DEA Window analysis will be employed in this research as well as normal DEA measurement. In window analysis, the efficiency is measured on a rolling basis. The operation data is grouped in a three-year period. Efficient frontier is constructed for each window, which can be presented graphically to render intuitive recognition of progress in operation efficiency in the whole industry over time. The movement of frontier indicates either progress or retrogression. A trend of efficiency change can be discerned.

DEA result analysis

Efficiency measurement itself is far away from the whole picture we want to visualize through the research. Both qualitative reasoning and quantitative analysis will be employed to help understanding the scores we extract from DEA calculation. Significant change in efficiency of both industry and individual hospital will be given attention to find out the reason. The effect of health policy, hospital restructure and important events such as Asian Financial Crisis can be evaluated against DEA result.

Statistical analyses conducted in this research.

EXERCISE INSTRUCTIONS »
(A) In the passage on DEA efficiency research, how long is each period into which the operation data is grouped for window analysis?
(B) Continue the passage on DEA efficiency research from its last line.

Segmentation mask data »

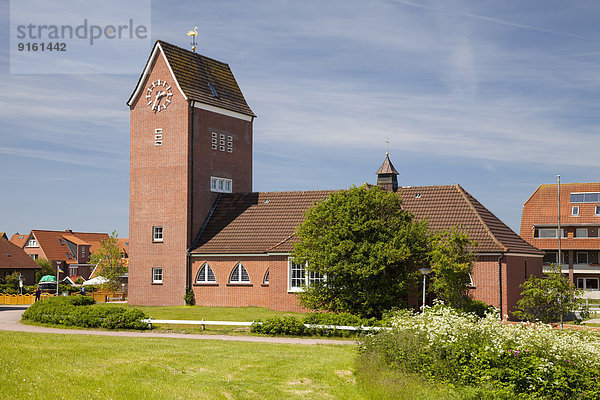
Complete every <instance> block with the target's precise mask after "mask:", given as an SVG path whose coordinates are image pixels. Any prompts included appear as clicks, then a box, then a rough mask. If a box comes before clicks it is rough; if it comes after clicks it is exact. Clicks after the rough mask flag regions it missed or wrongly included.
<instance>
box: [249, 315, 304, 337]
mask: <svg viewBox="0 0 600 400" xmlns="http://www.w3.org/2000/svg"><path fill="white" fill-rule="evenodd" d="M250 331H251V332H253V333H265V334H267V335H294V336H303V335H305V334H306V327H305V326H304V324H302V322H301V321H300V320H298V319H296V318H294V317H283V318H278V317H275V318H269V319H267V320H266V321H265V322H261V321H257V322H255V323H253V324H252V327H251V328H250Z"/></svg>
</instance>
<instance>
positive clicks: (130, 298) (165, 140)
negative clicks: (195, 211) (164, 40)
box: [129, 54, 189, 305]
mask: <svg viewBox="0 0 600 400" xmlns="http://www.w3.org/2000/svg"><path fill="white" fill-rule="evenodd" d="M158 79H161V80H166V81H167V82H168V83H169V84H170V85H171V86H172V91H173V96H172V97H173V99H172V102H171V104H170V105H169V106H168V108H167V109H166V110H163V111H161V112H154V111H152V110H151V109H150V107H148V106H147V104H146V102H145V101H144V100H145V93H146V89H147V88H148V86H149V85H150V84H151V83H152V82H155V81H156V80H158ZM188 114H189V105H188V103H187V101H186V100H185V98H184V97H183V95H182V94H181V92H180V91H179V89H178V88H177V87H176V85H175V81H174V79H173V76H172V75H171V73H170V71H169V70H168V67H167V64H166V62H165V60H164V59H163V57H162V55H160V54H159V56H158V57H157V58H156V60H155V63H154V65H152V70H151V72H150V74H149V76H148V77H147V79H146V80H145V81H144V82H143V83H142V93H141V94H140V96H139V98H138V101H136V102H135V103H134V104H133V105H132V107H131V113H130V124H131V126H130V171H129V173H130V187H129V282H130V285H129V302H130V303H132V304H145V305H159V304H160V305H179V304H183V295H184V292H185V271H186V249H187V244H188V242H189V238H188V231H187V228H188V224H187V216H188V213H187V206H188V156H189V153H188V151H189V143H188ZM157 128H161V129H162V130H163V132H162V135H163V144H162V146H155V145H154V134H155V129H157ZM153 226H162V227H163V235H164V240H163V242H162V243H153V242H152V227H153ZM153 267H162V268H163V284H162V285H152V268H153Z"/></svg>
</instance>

RESPONSES PER TASK »
(A) Three years.

(B)
Technology progress has been playing increasingly important role in modern society. It is beneficial to recognize the relationship between IT investment and operation efficiency. It is also hypothesized that high-technology medical equipment, high-tech non-medical supporting equipment can lead to higher efficiency. Staff training is also important for good medical service. Multiple regression models will be constructed between efficiency score and IT investment, high-technology equipment investment and staff training expenditure. To accommodate the difference in scale across hospitals and inflation, the annual expenditures in IT, high-tech equipment facility and training are expressed in the form of the proportion of the two items to the whole annual operating expenditure of each hospital. Because both technology investment and staff training can affect hospital operation in long run, this research is going to test the existence of relationship between the efficiency score and the IT and training expenditures of the preceding year. It should be noted that, it is unreasonable and lopsided to evaluate the benefit of such effort for operating unit in on purely financial basis, the knowledge on the relation between operation efficiency and such effort might be a good attempt. Quality control is a popular and important issue in hospital management. Like staff training effort, QC effort cannot be evaluated based on only financial return. It is also valuable to identify the possible contribution QC effort could make to operation efficiency. QC participation rate in hospital (the ratio of employees involved in QC to the total employment) and employee average QC training hours can both be used to measure QC effort.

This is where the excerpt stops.